The output should consist solely of the line containing "In this exercise you will spot each instance of the black" and the lines that follow it through the end of the data below.

+++ RAW DATA

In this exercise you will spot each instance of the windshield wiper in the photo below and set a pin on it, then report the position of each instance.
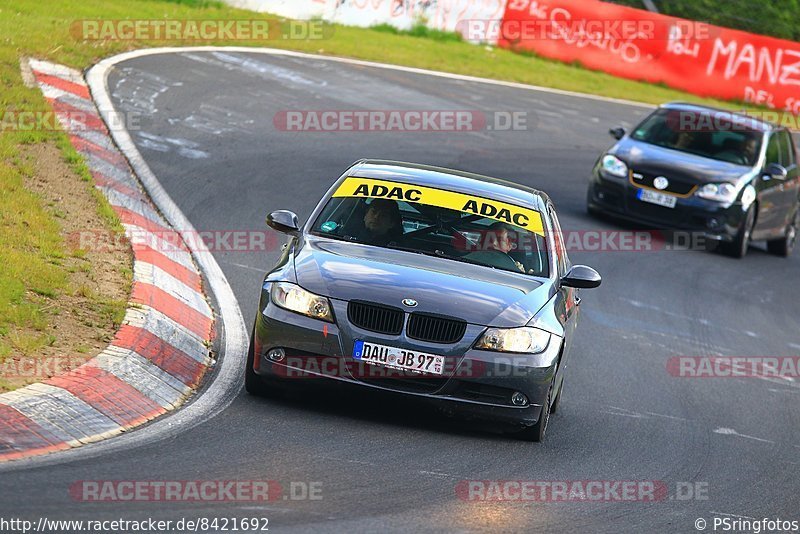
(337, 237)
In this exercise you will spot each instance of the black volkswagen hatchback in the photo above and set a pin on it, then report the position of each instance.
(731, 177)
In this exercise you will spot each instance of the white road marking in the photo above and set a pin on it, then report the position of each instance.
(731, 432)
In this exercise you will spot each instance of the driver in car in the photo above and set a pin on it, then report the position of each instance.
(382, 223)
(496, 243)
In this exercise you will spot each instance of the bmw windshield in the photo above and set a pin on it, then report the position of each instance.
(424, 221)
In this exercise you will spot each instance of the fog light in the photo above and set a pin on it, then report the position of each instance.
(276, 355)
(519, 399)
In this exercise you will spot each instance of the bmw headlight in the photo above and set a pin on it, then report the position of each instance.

++++++

| TASK OUTPUT |
In this exercise you will spot each instance of the black volkswagen hatchback in the photo above and set a pin on it, then report the position of each instance.
(731, 177)
In this exercise you will spot each instance of the white road marking in the photo above and set a pin on it, then report the position of each instance.
(731, 432)
In this exercise you will spot each instance of the driver in car in the photo above and set a pin on it, then report the position of each instance.
(382, 223)
(496, 243)
In this exercise you will spot each instance of the bmw windshield in the photo above and set a pin on it, then report the position of each instance.
(424, 221)
In this exercise you will spot each instance of the fog light in the photo above and set a pin on it, then report the position of each instance.
(276, 355)
(519, 399)
In this exercise you will spot each instance of the bmw headlight in the photo above and set a pin on it, then report the position of each instance.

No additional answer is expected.